TRAVAIL DEMANDÉ => Reprenez l'article sur le retour à la semaine de quatre jours dans les écoles de Bordeaux et prolongez-le à partir de sa dernière phrase.
***** TEXTE FOURNI *****
Alain Juppé a annoncé ce lundi aux directeurs des 103 écoles de la ville sa décision de revenir sur les rythmes scolaires en vigueur depuis 2014, et de repasser à la semaine de 4 jours. Il va pour cela demander une dérogation au recteur, dont le résultat ne présente aucun suspense, le nouveau gouvernement ayant choisi de laisser les communes libres d’enterrer cette réforme de la précédente mandature.
Le maire de Bordeaux fonde sa décision sur « 2 ou 3 raisons » :
« C’est ce que souhaitent les parents et les enseignants que nous avons consulté. 6051 votants sur 12000 familles se sont exprimés, et 60% d’entre elles souhaitent le retour à la semaine de 4 jours. »
Certes, cette consultation internet avait fait l’objet de critiques. L’élu d’opposition Nicolas Guenro avait par exemple dénoncé en conseil municipal « un questionnaire très orienté », les parents étant notamment interrogés sur leur disposition « à participer au financement des activités pour maintenir le dispositif actuel »…
Mais le résultat est aussi validé par les votes des conseils d’école : sur les 87 qui ont transmis leurs volontés, 80% se sont prononcés pour la fin des 4,5 jours.
Et les enfants dans tout ça ?
Adjointe au maire en charge de l’éducation, Emmanuelle Cuny indique que c’est pour les parents un « choix d’organisation familiale » : « Beaucoup trouvent que les enfants sont plus fatigués depuis le passage à 4 jours », et la fin de la « pause » du mercredi. Un avis selon elle partagé par la communauté enseignante, et qu’avait relevé une enquête de la Ville sur la réforme, un an après sa mise en place.
Mais qu’en est-il des enfants ? Toutes les études sur leurs rythmes biologiques montrent que les journées (et les années) des écoliers français sont trop chargées et que le passage à 4,5 jours, à défaut de 5, permettait de concentrer les apprentissages essentiels le matin, lorsqu’ils sont le mieux disposés.
En outre, les temps d’activité périscolaires (TAP) offerts par la Ville donnent l’occasion aux jeunes Bordelais de découvrir des activités auxquelles beaucoup n’auraient jamais eu accès (cirque, escrime, ateliers radio, philo…).
***** DONNÉES BRUTES *****
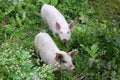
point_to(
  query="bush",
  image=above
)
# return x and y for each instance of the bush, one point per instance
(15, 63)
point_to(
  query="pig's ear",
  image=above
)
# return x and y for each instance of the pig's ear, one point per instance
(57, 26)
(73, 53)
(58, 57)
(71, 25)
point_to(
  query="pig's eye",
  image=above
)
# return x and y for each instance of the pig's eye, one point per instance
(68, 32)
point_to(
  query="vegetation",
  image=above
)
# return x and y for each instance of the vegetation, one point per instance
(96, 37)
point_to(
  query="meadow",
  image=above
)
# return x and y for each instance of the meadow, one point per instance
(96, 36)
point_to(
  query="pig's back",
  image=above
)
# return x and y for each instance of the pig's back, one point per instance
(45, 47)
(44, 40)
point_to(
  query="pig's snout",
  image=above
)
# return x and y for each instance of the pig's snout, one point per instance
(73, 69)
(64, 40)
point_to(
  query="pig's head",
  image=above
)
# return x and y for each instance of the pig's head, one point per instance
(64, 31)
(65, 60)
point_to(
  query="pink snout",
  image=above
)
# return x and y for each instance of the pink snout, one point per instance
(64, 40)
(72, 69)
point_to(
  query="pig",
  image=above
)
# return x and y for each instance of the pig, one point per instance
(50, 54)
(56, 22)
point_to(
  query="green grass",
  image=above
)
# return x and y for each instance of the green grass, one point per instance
*****
RÉPONSE À L'EXERCICE =>
« Nous n’avons peut-être pas suffisamment de recul, mais rien ne permet de dire aujourd’hui que c’est mieux pour les enfants », justifie Alain Juppé, ironisant sur le fait que l’avis des écoliers de maternelle n’avait pas été demandé : « C’est peut-être une lacune à notre consultation ».
De fait, ni au gouvernement ni à la mairie de Bordeaux, personne n’a vraiment cherché à savoir si la réforme avait du bon pour les écoliers.
Petites économies
Si le dispositif n’est pas sérieusement évalué, pourquoi faire déjà machine arrière ? Alors que les subventions de L’État cesseront en 2019, Alain Juppé jure que ce n’est pas une question de gros sous :
« La décision n’est pas principalement motivée par des raisons budgétaires. La réforme nous a coûté cher – 3,7 millions d’euros par an, dont 2,9 millions pour la ville, ce qui est un coût considérable. Mais il faudra rouvrir des centres d’accueil le mercredi matin, car 40% des parents ont l’intention d’y inscrire leurs enfants (40% déclarent que de la famille ou des proches s’occuperont ce jour-là de leurs enfants). Si bien que l’économie résiduelle devrait être un peu supérieure à un million d’euros. »
Un gain modeste par rapport au budget éducation de la Ville – 60 millions d’euros de fonctionnement par an -, et aux investissements dans les nouveaux groupes scolaires. Mais Bordeaux ne compte pas tout bazarder de cette expérience : les écoles maternelles conserveront les « coins bulles », qui permettant aux tout-petits de se reposer ou d’avoir des activités calmes pendant la pause méridienne.
La mairie devra également gérer la situation des quelques 360 animateurs des associations qui interviennent chaque jour dans le cadre des TAP, et dont une partie seulement seront aiguillés vers les centres d’animation du mercredi.
Quant au débat sur les rythmes biologiques des enfants – et de leurs parents -, dont l’amélioration pourrait passer par la réduction de la durée des grandes vacances pour tout le monde, il est renvoyé à l’échelon supérieur. Mais le ministère de l’éducation n’en fait semble-t-il pas sa priorité.